== READING TEXT
‘Water’s toxic, wish you were here’

One man’s whimsical tour of some of the world’s most polluted places — including in Alberta

Water’s toxic, wish you were here

Sergei Supinsky/AFP/Getty Images

Water’s toxic, wish you were here
Sergei Supinsky/AFP/Getty Images

It was in India, in 2003, that the idea came to Andrew Blackwell. He was invited to visit Kanpur, an industrial city of three million that finds no place in any popular guidebook. But it had received—from its own government—the title of India’s Most Polluted City, a designation that required, as Blackwell notes in an interview, overcoming “some fierce competition.” What he found there was an environmental movement “that feels more like a civil rights struggle, where activists focused on their kids’ everyday experiences and economic future, rather than the moral stance for pristine nature we take in the West.” And Blackwell realized too, as he watched Hindu pilgrims immersing themselves in the Ganges river in that city and “collecting holy, chromium-laced water, all without another tourist in sight,” that the world must be littered with “unvisited but fascinating places.”

Nine years later, the 40-year-old American journalist has been to more than a few of those places, and describes his experiences in Visit Sunny Chernobyl. His seven destinations range from that Ukrainian city, which a 1986 nuclear catastrophe rendered the iconic site of human environmental overreach, to the computer-recycling hot spot of Guiyu, China, where he tried (and failed) to keep up with a cigarette-smoking, eight-year-old motherboard stripper. Most uncomfortably for Canadians, who will wince at seeing a hunk of Alberta included in what one reviewer of Sunny Chernobyl casually summed up as seven global “toxic spots,” Blackwell also went to Fort McMurray. (The other sites are Delhi, India; Port Arthur, Texas; the Great Pacific Garbage Patch; and Amazonia.)

Blackwell has lived in the U.S. since he was two, but he was born in Calgary, the son of a Canadian mother and an American father. He headed to Alberta partly as a homecoming, and partly, he adds amiably, because “Americans don’t expect this kind of environmental destruction in Canada.” But mostly he went because he can’t think of a better locus for what he calls the “paradox” of our lives, the one shared by everyone who both benefits from industrial civilization and cares about the environment. If there wasn’t a collective worldwide lust for what Syncrude and Suncor provide, Fort McMurray wouldn’t have carbon emissions twice the size of Los Angeles’s, a city 100 times larger.
====
== SUPPLIED RECORDS
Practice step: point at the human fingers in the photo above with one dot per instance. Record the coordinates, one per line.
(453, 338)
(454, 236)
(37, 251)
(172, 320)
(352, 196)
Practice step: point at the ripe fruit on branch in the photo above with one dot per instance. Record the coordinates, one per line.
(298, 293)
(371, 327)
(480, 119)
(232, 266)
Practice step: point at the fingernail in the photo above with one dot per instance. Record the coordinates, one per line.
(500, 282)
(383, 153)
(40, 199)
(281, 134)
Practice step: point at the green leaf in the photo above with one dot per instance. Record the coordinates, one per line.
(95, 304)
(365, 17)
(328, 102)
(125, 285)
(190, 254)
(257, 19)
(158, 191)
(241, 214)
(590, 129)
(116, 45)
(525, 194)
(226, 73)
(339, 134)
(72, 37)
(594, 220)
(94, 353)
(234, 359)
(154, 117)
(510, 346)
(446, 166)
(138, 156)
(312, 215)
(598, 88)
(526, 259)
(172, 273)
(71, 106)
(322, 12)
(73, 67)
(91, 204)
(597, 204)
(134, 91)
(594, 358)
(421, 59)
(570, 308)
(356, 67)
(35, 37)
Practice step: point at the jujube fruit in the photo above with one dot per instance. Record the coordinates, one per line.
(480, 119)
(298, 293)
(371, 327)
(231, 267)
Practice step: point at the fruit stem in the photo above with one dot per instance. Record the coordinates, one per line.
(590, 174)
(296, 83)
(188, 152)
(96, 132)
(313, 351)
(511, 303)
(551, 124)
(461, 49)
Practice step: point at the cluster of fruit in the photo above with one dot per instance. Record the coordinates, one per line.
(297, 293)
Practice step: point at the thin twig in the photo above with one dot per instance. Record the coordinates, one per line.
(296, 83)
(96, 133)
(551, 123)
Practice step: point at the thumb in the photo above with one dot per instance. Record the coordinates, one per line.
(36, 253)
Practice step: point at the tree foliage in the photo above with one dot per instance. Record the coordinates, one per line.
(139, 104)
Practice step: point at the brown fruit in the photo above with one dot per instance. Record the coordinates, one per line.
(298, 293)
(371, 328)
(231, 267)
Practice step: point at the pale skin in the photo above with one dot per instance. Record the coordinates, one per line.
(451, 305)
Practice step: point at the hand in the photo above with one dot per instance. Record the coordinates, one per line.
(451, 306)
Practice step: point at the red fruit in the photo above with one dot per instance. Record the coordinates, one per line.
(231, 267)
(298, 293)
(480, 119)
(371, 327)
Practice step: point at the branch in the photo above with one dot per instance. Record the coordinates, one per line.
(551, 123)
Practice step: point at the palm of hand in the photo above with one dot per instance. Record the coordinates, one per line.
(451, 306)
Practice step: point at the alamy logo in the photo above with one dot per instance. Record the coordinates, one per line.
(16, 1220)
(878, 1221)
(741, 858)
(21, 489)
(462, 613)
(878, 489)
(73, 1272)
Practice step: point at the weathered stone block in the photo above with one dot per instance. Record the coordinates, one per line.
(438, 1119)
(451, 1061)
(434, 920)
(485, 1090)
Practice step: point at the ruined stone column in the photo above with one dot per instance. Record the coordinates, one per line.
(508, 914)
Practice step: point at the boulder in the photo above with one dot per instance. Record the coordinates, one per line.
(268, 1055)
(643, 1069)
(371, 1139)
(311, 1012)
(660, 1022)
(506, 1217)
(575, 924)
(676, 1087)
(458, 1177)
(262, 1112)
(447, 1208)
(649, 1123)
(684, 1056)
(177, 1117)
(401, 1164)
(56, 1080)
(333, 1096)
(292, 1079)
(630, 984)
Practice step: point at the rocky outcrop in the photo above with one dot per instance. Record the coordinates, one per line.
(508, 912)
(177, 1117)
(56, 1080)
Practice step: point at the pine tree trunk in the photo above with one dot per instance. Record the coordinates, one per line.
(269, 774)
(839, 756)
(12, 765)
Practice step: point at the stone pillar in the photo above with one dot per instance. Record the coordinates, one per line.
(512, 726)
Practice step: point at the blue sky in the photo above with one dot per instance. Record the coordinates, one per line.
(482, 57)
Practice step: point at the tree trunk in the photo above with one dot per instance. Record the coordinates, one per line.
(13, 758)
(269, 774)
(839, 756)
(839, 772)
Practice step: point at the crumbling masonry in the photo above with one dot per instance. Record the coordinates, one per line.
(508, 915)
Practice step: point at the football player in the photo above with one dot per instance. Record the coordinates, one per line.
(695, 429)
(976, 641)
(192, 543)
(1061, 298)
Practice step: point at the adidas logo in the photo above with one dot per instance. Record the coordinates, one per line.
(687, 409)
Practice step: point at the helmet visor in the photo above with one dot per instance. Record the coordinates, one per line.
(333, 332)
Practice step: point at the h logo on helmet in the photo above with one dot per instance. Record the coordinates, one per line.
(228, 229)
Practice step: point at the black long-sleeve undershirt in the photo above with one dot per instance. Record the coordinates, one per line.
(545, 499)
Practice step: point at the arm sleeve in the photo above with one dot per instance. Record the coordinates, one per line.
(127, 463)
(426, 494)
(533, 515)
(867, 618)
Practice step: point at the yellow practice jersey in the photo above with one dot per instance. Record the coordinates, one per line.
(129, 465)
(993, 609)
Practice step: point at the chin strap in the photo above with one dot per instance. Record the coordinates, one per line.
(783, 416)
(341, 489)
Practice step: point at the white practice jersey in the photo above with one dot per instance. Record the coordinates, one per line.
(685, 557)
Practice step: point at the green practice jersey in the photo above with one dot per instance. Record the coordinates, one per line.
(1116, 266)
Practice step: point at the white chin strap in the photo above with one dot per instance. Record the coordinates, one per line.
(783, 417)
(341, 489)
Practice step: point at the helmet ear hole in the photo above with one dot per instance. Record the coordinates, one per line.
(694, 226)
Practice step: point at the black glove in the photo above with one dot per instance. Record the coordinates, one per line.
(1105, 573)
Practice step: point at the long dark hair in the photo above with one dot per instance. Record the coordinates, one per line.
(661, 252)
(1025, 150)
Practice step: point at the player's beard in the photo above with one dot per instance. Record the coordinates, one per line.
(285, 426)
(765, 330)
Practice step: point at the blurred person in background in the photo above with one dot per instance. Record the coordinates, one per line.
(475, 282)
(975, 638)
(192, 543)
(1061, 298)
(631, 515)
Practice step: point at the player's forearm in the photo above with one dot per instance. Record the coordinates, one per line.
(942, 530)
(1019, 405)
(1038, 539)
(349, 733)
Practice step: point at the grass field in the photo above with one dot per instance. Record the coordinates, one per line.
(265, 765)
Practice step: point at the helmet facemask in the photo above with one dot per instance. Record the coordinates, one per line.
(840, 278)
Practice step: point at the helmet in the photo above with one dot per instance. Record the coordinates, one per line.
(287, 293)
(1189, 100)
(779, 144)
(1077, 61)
====
* WORK TASK: From the article on Andrew Blackwell's tour of polluted places, copy out the passage starting with "Blackwell has lived" and going on through "100 times larger.".

* SOLUTION:
Blackwell has lived in the U.S. since he was two, but he was born in Calgary, the son of a Canadian mother and an American father. He headed to Alberta partly as a homecoming, and partly, he adds amiably, because “Americans don’t expect this kind of environmental destruction in Canada.” But mostly he went because he can’t think of a better locus for what he calls the “paradox” of our lives, the one shared by everyone who both benefits from industrial civilization and cares about the environment. If there wasn’t a collective worldwide lust for what Syncrude and Suncor provide, Fort McMurray wouldn’t have carbon emissions twice the size of Los Angeles’s, a city 100 times larger.